L’euro en Tchéquie : et si la Banque centrale n’en veut pas ?
Lors d’émissions précédentes, nous avons évoqué l’expérience slovaque de l’adoption de l’euro, ainsi que le débat vivant sur ce sujet en République tchèque. Ces deux perspectives ont révélé que l’adoption de l’euro n’était pas uniquement une décision économique, mais aussi bel et bien politique. Néanmoins, l’engagement du gouvernement en faveur de la monnaie unique ne suffit pas, car certains critères économiques doivent aussi être respectés par la Banque nationale tchèque (ČNB) si le pays souhaite rejoindre la zone euro. Acteur puissant et indépendant, la ČNB a par exemple fait parler d’elle à l’automne 2013 en dévaluant la couronne tchèque, rendant ainsi impossible l’adoption de l’euro au moins pour les trois prochaines années. C’est donc le rôle de cette Banque centrale tchèque vis-à-vis de l’euro qui est l’objet de cette rubrique économique.
En vertu des critères de convergence économique, il s’agit d’assurer la stabilité des prix pendant un an en maintenant un taux d’inflation bas. Ensuite, il y a des exigences qui se rapportent à la gestion des finances publiques avec des seuils à ne pas franchir en matière de dette publique et de déficit du budget de l’Etat. Ici, la politique gouvernementale joue un rôle majeur. Mais il faut aussi assurer la convergence à long terme des taux d’intérêt et participer au Mécanisme de taux de change européen (MCE II). C’est dans ce domaine qu’apparaît le rôle crucial joué par la banque centrale du pays dans le processus de l’adoption de l’euro.

-----

:: ÉNONCÉ 1 ::
Relevez toutes les lignes des entrées ci-dessous où figure le mot "wall".

:: DONNÉES EXTRAITES ::
-----

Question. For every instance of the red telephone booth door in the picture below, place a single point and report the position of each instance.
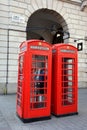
(36, 90)
(64, 86)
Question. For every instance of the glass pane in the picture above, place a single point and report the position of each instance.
(39, 76)
(67, 81)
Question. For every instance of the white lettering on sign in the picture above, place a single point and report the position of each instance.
(18, 18)
(67, 51)
(39, 48)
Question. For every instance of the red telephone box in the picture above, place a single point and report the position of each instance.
(64, 80)
(34, 81)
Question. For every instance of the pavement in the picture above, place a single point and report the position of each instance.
(9, 120)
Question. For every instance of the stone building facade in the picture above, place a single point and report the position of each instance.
(39, 19)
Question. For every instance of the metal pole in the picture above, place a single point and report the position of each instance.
(6, 86)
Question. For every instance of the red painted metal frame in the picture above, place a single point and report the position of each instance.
(23, 107)
(64, 99)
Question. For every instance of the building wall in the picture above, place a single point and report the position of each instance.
(14, 15)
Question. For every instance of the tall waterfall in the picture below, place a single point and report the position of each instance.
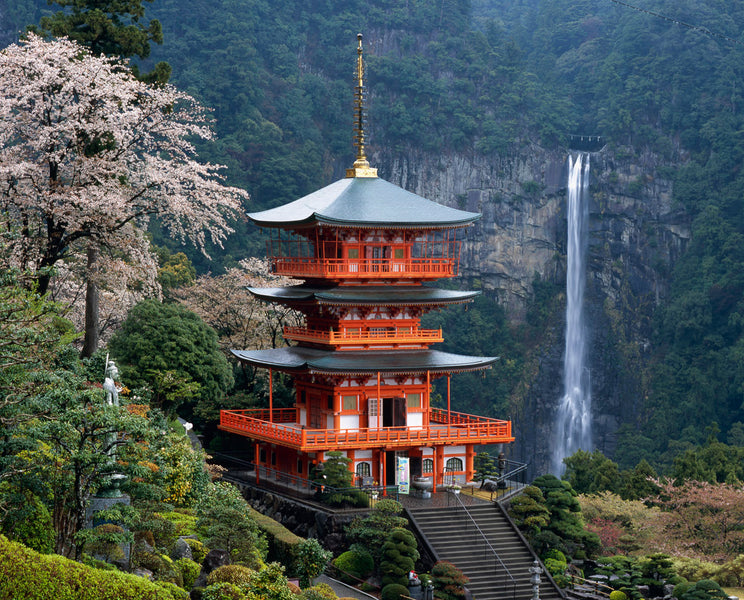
(573, 426)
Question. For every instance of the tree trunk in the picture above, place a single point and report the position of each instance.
(90, 343)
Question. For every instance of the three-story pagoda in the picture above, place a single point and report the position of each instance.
(362, 364)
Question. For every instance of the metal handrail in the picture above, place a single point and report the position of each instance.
(365, 267)
(281, 425)
(404, 335)
(602, 589)
(490, 547)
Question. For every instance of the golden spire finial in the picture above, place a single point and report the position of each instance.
(361, 166)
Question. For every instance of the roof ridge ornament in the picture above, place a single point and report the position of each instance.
(361, 166)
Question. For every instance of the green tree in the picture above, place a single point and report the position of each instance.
(448, 581)
(159, 338)
(74, 448)
(310, 559)
(367, 532)
(592, 472)
(399, 556)
(529, 511)
(565, 530)
(110, 27)
(485, 467)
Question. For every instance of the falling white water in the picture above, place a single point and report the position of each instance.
(573, 418)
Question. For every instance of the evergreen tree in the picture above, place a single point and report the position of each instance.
(110, 27)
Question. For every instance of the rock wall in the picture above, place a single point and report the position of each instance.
(636, 235)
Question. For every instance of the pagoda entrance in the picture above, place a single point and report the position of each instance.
(393, 412)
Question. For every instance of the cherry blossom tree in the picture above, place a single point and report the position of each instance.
(88, 154)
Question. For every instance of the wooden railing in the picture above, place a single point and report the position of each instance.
(364, 268)
(340, 338)
(460, 427)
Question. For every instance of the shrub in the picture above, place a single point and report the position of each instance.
(399, 556)
(236, 574)
(223, 591)
(189, 571)
(28, 521)
(37, 576)
(175, 591)
(393, 591)
(270, 583)
(281, 541)
(198, 550)
(705, 589)
(321, 591)
(310, 560)
(184, 521)
(449, 582)
(357, 563)
(105, 542)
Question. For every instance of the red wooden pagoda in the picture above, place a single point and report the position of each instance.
(362, 365)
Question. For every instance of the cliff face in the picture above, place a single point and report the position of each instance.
(636, 235)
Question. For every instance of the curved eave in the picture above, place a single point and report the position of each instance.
(298, 358)
(364, 203)
(364, 295)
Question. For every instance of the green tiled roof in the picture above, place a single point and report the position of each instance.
(298, 358)
(408, 295)
(364, 202)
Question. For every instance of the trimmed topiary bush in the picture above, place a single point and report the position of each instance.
(399, 556)
(393, 591)
(310, 560)
(705, 589)
(449, 581)
(189, 571)
(29, 522)
(236, 574)
(321, 591)
(34, 576)
(198, 550)
(222, 591)
(357, 563)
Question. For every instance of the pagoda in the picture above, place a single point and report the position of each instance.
(366, 251)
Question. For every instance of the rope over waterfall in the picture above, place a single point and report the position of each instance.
(573, 418)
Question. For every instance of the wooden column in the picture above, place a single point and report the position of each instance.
(271, 396)
(257, 460)
(449, 414)
(469, 455)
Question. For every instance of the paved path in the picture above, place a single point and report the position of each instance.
(342, 590)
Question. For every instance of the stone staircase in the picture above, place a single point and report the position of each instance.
(498, 569)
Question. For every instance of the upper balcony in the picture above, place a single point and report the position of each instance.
(407, 336)
(364, 268)
(281, 427)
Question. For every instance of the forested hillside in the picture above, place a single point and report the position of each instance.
(486, 78)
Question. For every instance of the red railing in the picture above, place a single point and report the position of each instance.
(364, 268)
(406, 335)
(460, 427)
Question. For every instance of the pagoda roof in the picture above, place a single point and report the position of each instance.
(300, 358)
(364, 295)
(368, 202)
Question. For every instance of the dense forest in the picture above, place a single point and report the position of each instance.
(486, 77)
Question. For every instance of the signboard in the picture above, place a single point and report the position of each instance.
(402, 474)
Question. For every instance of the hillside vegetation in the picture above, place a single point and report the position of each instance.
(483, 77)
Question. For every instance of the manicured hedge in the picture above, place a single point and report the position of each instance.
(28, 575)
(281, 540)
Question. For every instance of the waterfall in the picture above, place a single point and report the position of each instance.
(573, 418)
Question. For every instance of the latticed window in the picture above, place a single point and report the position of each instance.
(349, 403)
(454, 464)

-----

:: ÉNONCÉ 2 ::
Réécrivez, s’il vous plaît, le texte sur l’euro en Tchéquie ci-dessus de "En vertu des" à "l’adoption de l’euro.", en remplaçant "dette publique" par "dette nationale".

:: RÉSULTAT 1 ::
Question. For every instance of the building wall in the picture above, place a single point and report the position of each instance.
Question. For every instance of the rock wall in the picture above, place a single point and report the position of each instance.

:: RÉSULTAT 2 ::
En vertu des critères de convergence économique, il s’agit d’assurer la stabilité des prix pendant un an en maintenant un taux d’inflation bas. Ensuite, il y a des exigences qui se rapportent à la gestion des finances publiques avec des seuils à ne pas franchir en matière de dette nationale et de déficit du budget de l’Etat. Ici, la politique gouvernementale joue un rôle majeur. Mais il faut aussi assurer la convergence à long terme des taux d’intérêt et participer au Mécanisme de taux de change européen (MCE II). C’est dans ce domaine qu’apparaît le rôle crucial joué par la banque centrale du pays dans le processus de l’adoption de l’euro.